Nouvel acteur, nouvelle chimie. Le projet est remis sur les rails. Lorsqu'il sort, en 1971, le succès est immense avec 5,5 millions d'entrées en salle, uniquement en France.

Aujourd'hui encore, il s'inscrit dans la mémoire collective. Au point où c'est cette oeuvre qui, ce soir, sera projetée en ouverture de la première édition d'Éléphant ClassiQ, festival montréalais consacré à des films restaurés. Cette première édition rend hommage au cinéma francophone.

Fille du réalisateur, Danièle Thompson sera de passage à Montréal pour présenter l'oeuvre de son père qui nous a quittés en juillet 2006. Et difficile de faire appel à meilleure source pour parler de l'oeuvre puisqu'elle l'a coécrite. Marcel Jullian, qui allait plus tard être l'un des fondateurs d'Antenne 2, planchait aussi sur les textes.

«C'était un travail de collaboration très fusionnel, relate Mme Thompson jointe à Paris. Ce fut aussi le dernier film en collaboration avec Marcel Jullian. Par la suite, mon père et moi avons poursuivi l'écriture des scénarios de ses autres films.»

Ruy Blas

On le sait, La folie des grandeurs est inspiré de la pièce de théâtre Ruy Blas de Victor Hugo. Dans celle-ci, Don Salluste, ministre fourbe et cupide, puise à pleines mains dans les impôts collectés au nom du roi d'Espagne. Lorsqu'il est pris, il est dépouillé de tous ses titres. Recrutant son ancien valet Blaze, il tente de reconquérir ses pouvoirs.

«Ruy Blas est une pièce que mon père avait jouée comme comédien 10 ans auparavant [en 1961] à la Comédie-Française, dit Mme Thompson. Il faisait Don Salluste. Il a eu l'idée d'adapter ce drame au théâtre pour en faire une comédie au grand écran.»

Louis de Funès incarnerait Don Salluste, alors que Bourvil devait interpréter le domestique. Or, dans la pièce d'Hugo, Blaze a le physique du «jeune premier», bel homme séduisant...
☆ ☆ ☆ ☆
§ CONSIGNE
Reprenez l'extrait consacré à La folie des grandeurs après sa dernière phrase et rédigez-en la suite.

§ Extrait d'un fichier de données
☆ ☆ ☆ ☆
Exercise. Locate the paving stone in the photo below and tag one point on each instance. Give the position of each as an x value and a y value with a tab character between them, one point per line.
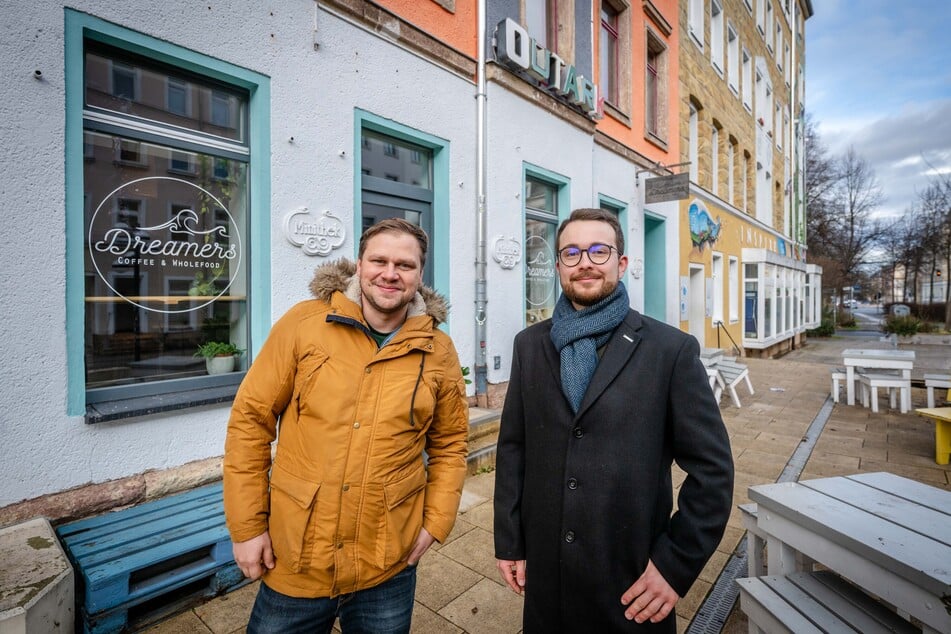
229	612
482	516
440	579
476	550
486	608
425	621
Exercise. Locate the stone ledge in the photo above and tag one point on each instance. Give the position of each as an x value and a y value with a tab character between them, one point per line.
36	580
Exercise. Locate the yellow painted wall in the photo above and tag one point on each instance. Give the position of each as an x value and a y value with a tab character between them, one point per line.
737	231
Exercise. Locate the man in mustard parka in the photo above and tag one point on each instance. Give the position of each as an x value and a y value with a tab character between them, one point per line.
356	385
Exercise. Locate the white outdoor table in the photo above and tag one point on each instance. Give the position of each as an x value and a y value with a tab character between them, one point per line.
902	360
889	535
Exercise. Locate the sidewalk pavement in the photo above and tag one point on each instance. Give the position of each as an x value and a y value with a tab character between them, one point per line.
458	588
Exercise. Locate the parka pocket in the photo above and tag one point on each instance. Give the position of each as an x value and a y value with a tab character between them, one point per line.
404	516
291	522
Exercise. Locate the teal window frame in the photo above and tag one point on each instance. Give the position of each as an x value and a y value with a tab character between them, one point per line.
439	241
82	26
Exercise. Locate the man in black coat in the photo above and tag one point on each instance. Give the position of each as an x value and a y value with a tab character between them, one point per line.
600	401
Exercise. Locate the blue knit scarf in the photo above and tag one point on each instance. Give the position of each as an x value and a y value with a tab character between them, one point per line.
577	335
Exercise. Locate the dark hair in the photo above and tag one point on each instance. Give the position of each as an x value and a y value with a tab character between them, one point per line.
599	215
395	225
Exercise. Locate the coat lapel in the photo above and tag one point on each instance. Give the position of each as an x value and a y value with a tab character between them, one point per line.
618	351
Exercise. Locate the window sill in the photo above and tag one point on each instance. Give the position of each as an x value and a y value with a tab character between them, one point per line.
617	113
158	403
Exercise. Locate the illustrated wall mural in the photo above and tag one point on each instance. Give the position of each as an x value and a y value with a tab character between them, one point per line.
703	230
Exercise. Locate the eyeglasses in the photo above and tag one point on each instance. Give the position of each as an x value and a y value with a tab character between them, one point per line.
597	253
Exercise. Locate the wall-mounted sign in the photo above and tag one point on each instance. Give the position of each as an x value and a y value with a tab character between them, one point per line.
508	252
518	51
663	188
199	241
315	235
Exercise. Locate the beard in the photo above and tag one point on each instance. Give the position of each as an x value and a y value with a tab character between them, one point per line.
592	296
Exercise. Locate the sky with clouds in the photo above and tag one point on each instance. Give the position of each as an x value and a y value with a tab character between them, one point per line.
878	78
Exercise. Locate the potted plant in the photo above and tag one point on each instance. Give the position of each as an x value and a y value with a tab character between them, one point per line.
219	356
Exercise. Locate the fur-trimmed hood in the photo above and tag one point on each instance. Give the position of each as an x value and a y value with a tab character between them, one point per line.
340	275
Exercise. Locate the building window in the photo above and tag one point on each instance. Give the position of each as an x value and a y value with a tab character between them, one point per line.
176	100
609	52
163	249
715	158
779	45
542	203
695	20
717	273
716	35
541	20
406	188
731	170
732	59
747	80
745	172
693	144
655	88
124	82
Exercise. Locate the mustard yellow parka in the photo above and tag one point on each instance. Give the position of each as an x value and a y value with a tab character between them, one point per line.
348	489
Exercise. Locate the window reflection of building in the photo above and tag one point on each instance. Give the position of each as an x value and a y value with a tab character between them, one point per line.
152	294
541	219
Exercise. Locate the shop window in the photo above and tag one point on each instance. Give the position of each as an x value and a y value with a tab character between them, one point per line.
542	201
163	255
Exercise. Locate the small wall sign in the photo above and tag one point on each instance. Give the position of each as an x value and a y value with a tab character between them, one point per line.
315	235
508	252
☆ ☆ ☆ ☆
§ CORRIGÉ DE L'EXERCICE
«Avec Bourvil à l'interprétation, nous avions transformé un peu ce personnage de Blaze en un homme qui savait toucher les coeurs par son charme, sa bonhomie, son intelligence, sa gentillesse et non pour un côté love at first sight, raconte Mme Thompson. Une fois Yves Montand dans le projet, on a remis les choses dans l'optique de Victor Hugo, car Montand pouvait incarner un personnage dont on pouvait tomber amoureux au premier coup d'oeil.»

Danièle Thompson est fière que le film soit restauré. D'autant plus, dit-elle, que son père a mis un grand soin esthétique à cette oeuvre dont la photographie est signée Henri Decaë.

«Dans La folie des grandeurs, il y a une grande recherche sur la peinture de l'époque, dit-elle. Les décors sont splendides, les costumes, magnifiques et les chapeaux, faits par un grand modiste. Mon père avait aussi choisi de très beaux paysages espagnols. Toutes ces raisons font en sorte que le film vieillit bien.»

Les gens lui parlent encore et toujours des films de son père, ce qui lui fait un immense plaisir. «Ils sont toujours très regardés à la télévision. Et La folie des grandeurs est un film particulièrement apprécié des enfants.»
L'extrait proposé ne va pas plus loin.